Exercise description: Update the data below by replacing each occurrence of "keypoint" with "marker", leaving every other part of the lines unchanged.
>> Begin Material for the task
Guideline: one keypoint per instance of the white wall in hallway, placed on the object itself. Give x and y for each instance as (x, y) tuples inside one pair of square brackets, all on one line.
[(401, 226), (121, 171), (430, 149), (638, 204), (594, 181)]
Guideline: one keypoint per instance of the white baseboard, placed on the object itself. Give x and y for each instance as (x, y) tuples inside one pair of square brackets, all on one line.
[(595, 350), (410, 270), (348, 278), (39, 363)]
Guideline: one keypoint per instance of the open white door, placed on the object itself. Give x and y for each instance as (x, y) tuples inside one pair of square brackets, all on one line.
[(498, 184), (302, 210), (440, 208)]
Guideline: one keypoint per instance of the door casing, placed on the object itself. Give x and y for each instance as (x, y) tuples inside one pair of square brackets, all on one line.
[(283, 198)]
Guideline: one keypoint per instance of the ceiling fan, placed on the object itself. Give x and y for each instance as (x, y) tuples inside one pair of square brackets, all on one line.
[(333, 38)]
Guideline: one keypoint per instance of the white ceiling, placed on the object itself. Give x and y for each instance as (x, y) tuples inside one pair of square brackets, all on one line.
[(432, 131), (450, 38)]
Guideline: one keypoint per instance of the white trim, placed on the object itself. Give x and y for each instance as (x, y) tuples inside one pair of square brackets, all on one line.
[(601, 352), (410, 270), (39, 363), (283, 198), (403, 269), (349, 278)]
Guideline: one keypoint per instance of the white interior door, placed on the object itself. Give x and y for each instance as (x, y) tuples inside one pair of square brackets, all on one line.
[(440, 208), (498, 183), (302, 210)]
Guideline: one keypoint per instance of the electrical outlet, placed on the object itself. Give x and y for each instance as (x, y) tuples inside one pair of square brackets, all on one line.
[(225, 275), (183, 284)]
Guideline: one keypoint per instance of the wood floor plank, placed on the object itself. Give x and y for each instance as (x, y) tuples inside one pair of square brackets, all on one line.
>> End Material for the task
Solution to the exercise:
Guideline: one marker per instance of the white wall in hallway, placed on the object itself. Give x and y for each instance as (x, y) tuples inside one pair of square brackets, all on one line.
[(401, 226), (121, 171), (430, 149), (638, 204), (594, 181)]
Guideline: one marker per instance of the white baseboard, placed on the object itself. Give x and y for each instance as (x, y) tuples inside one pair of square brackets, all on one line.
[(595, 350), (410, 270), (348, 278), (39, 363)]
Guideline: one marker per instance of the open white door, placed on the object itself. Give x and y for each instance as (x, y) tuples inside one pair of square brackets, all on one line.
[(498, 184), (302, 210), (440, 208)]
Guideline: one marker per instance of the door casing, placed on the object itself. Give x and y for each instance as (x, y) tuples inside one pair of square brackets, all on one line.
[(283, 198)]
Guideline: one marker per instance of the ceiling fan, placed on the object itself. Give x and y for each instance as (x, y) tuples inside one pair of square brackets, all on one line.
[(333, 38)]
Guideline: one marker per instance of the white ceiling, placed on the object itself. Give x and y for each instance as (x, y) tuples inside one pair of square brackets, all on one line.
[(432, 131), (450, 38)]
Guideline: one marker per instance of the white trim, placed on the object itself. Give x and y for each instance as (x, y) tuples inside one pair of square brackets, all on one line.
[(601, 352), (410, 270), (39, 363), (283, 198), (403, 269), (349, 278)]
Guideline: one marker per instance of the white interior door, placed on the object itself. Give x and y for each instance as (x, y) tuples inside one pair of square brackets, all on one line.
[(440, 208), (498, 183), (302, 210)]
Guideline: one marker per instance of the electrical outlet, placed on the object itself. Give x and y for each instance as (x, y) tuples inside one pair of square brackets, all on one line.
[(225, 275), (183, 284)]
Guideline: one marker per instance of the wood floor plank, placed on the object itself. Give x and y for each instance as (x, y) tuples inside one pair of square brackets, all on one line.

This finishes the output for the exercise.